Meanings of crown with branches on Cary-Yale Visconti cards?

Artifice

I had the privilege of spending the day at the Beinecke Rare Book and Manuscript Library at Yale yesterday, studying their Visconti cards. Amazing!

I'm now trying to make sense of some of the more obscure symbols and motifs on the cards. I've figured some of them out via online research, but am not sure about others.

One in particular which I'm curious about is a symbol of a crown with 2 different types of branches passing thru it. You can see this on the clothing of the Male Page of Cups and the King of Cups, and on the clothing and horse blanket of the Male Knight of Cups:

http://brbl-dl.library.yale.edu/vufind/Record/3432607
http://brbl-dl.library.yale.edu/vufind/Record/3432606
http://brbl-dl.library.yale.edu/vufind/Record/3432605

I've tracked down info on some other Visconti motifs (the serpent with a child in its mouth, the dove with a ribbon on a sunburst). But this is one I haven't found any solid explanation for.

However, PCS uses the same symbol on her Ace of Swords. I've seen the branches on that card identified as either olive and laurel, or olive and palm. The latter explanation is from the text in a Tarot app on my phone, which identifies them as representing, respectively, mercy and severity.

I see that the olive and palm branches are found in various countries' coats of arms (Malta, Venezuela, etc.).

So: Does the crown with branches on the Visconti Cups court cards represent a ruler who is capable of being both merciful and severe? That would be the meaning I'd guess at. But I'd really love to get a more authoritative explanation of why this symbol appears on the Visconti cards.

···

▶ To be done:
a. In the post about the Visconti cards, write out the text from "I had the privilege" up to and including "sure about others.", swapping "privilege" for "pleasure".
b. In the post about the Visconti cards, what does the Tarot app on the writer's phone say the olive and palm branches stand for?

···

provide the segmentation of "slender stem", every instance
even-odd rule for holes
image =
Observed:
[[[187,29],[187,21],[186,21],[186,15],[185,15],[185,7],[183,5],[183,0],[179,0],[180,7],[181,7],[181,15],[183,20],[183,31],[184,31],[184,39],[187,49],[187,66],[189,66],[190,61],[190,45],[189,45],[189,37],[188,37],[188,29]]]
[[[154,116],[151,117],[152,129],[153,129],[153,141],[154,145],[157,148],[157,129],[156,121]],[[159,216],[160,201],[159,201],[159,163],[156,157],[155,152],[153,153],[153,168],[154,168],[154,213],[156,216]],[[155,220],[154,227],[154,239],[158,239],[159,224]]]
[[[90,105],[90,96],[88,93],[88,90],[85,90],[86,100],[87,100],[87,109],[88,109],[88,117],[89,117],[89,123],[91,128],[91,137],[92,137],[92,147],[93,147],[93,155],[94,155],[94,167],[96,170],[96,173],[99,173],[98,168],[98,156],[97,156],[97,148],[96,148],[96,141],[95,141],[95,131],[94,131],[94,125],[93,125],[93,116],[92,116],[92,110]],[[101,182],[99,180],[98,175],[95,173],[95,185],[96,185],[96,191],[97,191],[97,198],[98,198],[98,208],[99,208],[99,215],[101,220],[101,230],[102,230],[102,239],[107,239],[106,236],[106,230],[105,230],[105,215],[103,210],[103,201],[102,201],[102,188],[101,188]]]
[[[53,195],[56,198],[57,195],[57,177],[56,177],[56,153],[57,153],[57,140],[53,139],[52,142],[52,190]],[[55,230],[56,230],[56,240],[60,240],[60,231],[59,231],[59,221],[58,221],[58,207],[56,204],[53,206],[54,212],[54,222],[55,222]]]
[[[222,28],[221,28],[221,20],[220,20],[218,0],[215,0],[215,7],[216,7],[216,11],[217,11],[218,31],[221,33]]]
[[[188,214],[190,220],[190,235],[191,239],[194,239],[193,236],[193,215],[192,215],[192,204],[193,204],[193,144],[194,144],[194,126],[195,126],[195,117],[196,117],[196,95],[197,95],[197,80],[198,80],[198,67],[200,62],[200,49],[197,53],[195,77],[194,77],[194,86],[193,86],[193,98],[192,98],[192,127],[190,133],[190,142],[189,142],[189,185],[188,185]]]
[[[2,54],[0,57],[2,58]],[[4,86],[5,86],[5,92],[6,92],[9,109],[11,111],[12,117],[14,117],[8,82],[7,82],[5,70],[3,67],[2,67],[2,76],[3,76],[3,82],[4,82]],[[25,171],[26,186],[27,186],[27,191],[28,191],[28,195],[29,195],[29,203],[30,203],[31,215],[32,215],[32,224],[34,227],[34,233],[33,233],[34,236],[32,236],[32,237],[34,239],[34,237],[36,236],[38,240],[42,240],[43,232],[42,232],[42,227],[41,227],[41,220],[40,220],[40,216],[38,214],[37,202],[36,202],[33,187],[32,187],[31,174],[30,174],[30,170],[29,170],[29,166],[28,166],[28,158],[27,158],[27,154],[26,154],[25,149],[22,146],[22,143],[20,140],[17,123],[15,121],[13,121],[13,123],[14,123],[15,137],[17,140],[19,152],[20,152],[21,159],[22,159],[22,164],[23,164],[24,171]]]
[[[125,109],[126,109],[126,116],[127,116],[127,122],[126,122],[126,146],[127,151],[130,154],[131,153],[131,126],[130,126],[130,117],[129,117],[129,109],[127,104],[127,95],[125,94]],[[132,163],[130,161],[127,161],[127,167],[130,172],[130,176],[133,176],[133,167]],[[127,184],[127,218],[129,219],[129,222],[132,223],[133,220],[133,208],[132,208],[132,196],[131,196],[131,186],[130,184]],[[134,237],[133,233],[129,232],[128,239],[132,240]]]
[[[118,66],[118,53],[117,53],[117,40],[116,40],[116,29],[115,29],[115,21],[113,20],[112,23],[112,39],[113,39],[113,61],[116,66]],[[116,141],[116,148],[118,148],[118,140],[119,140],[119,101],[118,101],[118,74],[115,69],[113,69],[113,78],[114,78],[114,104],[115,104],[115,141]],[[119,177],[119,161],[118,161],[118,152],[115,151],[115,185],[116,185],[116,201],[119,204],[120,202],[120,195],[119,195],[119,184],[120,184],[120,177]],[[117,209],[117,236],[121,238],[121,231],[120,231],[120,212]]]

···

▶ Full answers:
a.
I had the pleasure of spending the day at the Beinecke Rare Book and Manuscript Library at Yale yesterday, studying their Visconti cards. Amazing!

I'm now trying to make sense of some of the more obscure symbols and motifs on the cards. I've figured some of them out via online research, but am not sure about others.

b. The olive stands for mercy and the palm stands for severity.